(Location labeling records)
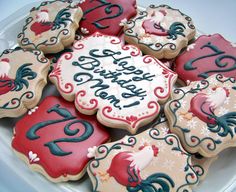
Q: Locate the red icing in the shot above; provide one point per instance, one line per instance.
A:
(7, 81)
(129, 10)
(120, 166)
(207, 63)
(56, 166)
(39, 27)
(196, 103)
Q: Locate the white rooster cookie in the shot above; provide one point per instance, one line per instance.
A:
(141, 163)
(160, 31)
(23, 75)
(203, 115)
(51, 26)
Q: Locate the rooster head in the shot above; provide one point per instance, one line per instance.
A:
(150, 147)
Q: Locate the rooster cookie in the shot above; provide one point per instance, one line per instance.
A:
(106, 16)
(200, 164)
(115, 81)
(51, 26)
(54, 139)
(145, 162)
(160, 31)
(203, 115)
(23, 75)
(208, 55)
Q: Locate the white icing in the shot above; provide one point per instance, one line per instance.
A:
(92, 152)
(217, 98)
(161, 78)
(33, 157)
(137, 158)
(4, 69)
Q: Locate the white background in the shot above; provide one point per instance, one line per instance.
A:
(209, 16)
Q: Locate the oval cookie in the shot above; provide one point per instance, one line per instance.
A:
(115, 81)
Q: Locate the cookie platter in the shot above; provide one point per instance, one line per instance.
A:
(221, 176)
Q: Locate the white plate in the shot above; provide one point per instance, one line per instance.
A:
(221, 177)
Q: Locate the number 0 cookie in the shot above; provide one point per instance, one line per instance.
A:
(160, 31)
(51, 26)
(23, 75)
(54, 139)
(115, 81)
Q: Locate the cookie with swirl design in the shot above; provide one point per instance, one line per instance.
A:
(160, 31)
(145, 162)
(203, 115)
(51, 26)
(23, 75)
(208, 55)
(53, 139)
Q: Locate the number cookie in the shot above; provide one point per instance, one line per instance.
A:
(203, 115)
(54, 139)
(145, 162)
(208, 55)
(51, 26)
(106, 16)
(115, 81)
(23, 75)
(160, 31)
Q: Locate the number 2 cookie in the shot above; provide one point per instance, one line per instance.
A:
(23, 75)
(145, 162)
(106, 16)
(208, 55)
(54, 139)
(203, 115)
(160, 31)
(51, 26)
(115, 81)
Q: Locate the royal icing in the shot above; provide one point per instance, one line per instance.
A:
(160, 31)
(23, 74)
(106, 16)
(51, 26)
(115, 81)
(208, 55)
(137, 163)
(55, 139)
(206, 122)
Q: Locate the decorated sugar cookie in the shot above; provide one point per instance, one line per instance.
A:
(145, 162)
(160, 31)
(23, 75)
(51, 26)
(54, 138)
(208, 55)
(200, 164)
(115, 81)
(203, 115)
(106, 16)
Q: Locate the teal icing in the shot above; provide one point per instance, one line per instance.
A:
(158, 182)
(176, 29)
(109, 7)
(62, 19)
(53, 145)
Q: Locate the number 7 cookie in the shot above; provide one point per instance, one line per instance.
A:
(115, 81)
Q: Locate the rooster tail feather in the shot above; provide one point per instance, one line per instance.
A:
(176, 29)
(223, 124)
(23, 74)
(61, 19)
(150, 184)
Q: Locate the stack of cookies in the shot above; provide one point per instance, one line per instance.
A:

- [WHAT THE EXERCISE ASKS]:
Repeat all of the records above word for word, but leave out the pictures.

- [CORRECT RESULT]:
Q: Locate the red icing in the shot above; provide one point per instance, one line per instance.
A:
(7, 81)
(129, 10)
(120, 166)
(207, 63)
(56, 166)
(39, 27)
(196, 103)
Q: Locate the white rooster cookie in the shot above; provide one point per instance, one line per instance.
A:
(141, 163)
(160, 31)
(23, 75)
(203, 115)
(51, 26)
Q: Locate the rooster head in the shot above; provide one point per instance, one line per instance.
A:
(150, 147)
Q: Locate the rooster cookie in the shot above; provide one point per instance, one line per instance.
A:
(106, 16)
(200, 164)
(115, 81)
(51, 26)
(54, 139)
(145, 162)
(160, 31)
(203, 115)
(23, 75)
(208, 55)
Q: Locate the white icing in the shot above; provide one point per instance, one line per instance.
A:
(92, 152)
(217, 98)
(161, 78)
(33, 157)
(137, 158)
(4, 69)
Q: Locate the white background in the shot above; provide one point per instance, one line per instance.
A:
(209, 16)
Q: Locate the oval cookie in the shot above; provide one point per instance, one line per instance.
A:
(115, 81)
Q: Locate the cookie platter in the shot above; provide one point per instance, one line per instance.
A:
(221, 176)
Q: Locate the white plate in the shot above; provide one point per instance, one line per instance.
A:
(221, 177)
Q: Locate the number 0 cookie in the shot above; provide one point per instance, one line per instance.
A:
(160, 31)
(51, 26)
(23, 75)
(54, 139)
(115, 81)
Q: Locate the cookie with swirl design in the shot above; provide one point per instance, one line per instance.
A:
(160, 31)
(145, 162)
(203, 115)
(51, 26)
(23, 75)
(208, 55)
(53, 139)
Q: Locate the number cookie in the shot above; provide one point per instance, one line per instance.
A:
(203, 115)
(54, 139)
(145, 162)
(208, 55)
(51, 26)
(106, 16)
(115, 81)
(23, 75)
(160, 31)
Q: Locate the number 2 cookie in the shot above; provide one point per instance, one line per instance.
A:
(23, 75)
(145, 162)
(106, 16)
(208, 55)
(54, 139)
(203, 115)
(160, 31)
(51, 26)
(115, 81)
Q: Locate the royal icing in the shot above; provide one point per instance, one line per instance.
A:
(160, 31)
(23, 74)
(106, 16)
(51, 26)
(115, 81)
(208, 55)
(137, 163)
(55, 139)
(206, 122)
Q: Locate the decorated sugar cookie in the shot above; provide one point per instance, one line per instance.
A:
(145, 162)
(160, 31)
(23, 75)
(51, 26)
(54, 138)
(208, 55)
(200, 164)
(115, 81)
(203, 115)
(106, 16)
Q: Locate the teal icing in the shot above; provide one point per instance, one line per instance.
A:
(158, 182)
(176, 29)
(109, 7)
(62, 19)
(53, 145)
Q: Locate the number 7 cookie in the shot above; provide one point per instance, one line per instance.
A:
(115, 81)
Q: Locate the rooster tail feather in the shot above; provide one point per instance, one line per instance.
A:
(176, 29)
(223, 124)
(23, 74)
(61, 19)
(150, 184)
Q: Locate the stack of cookies in the shot above; provide one point per instance, one line per instance.
A:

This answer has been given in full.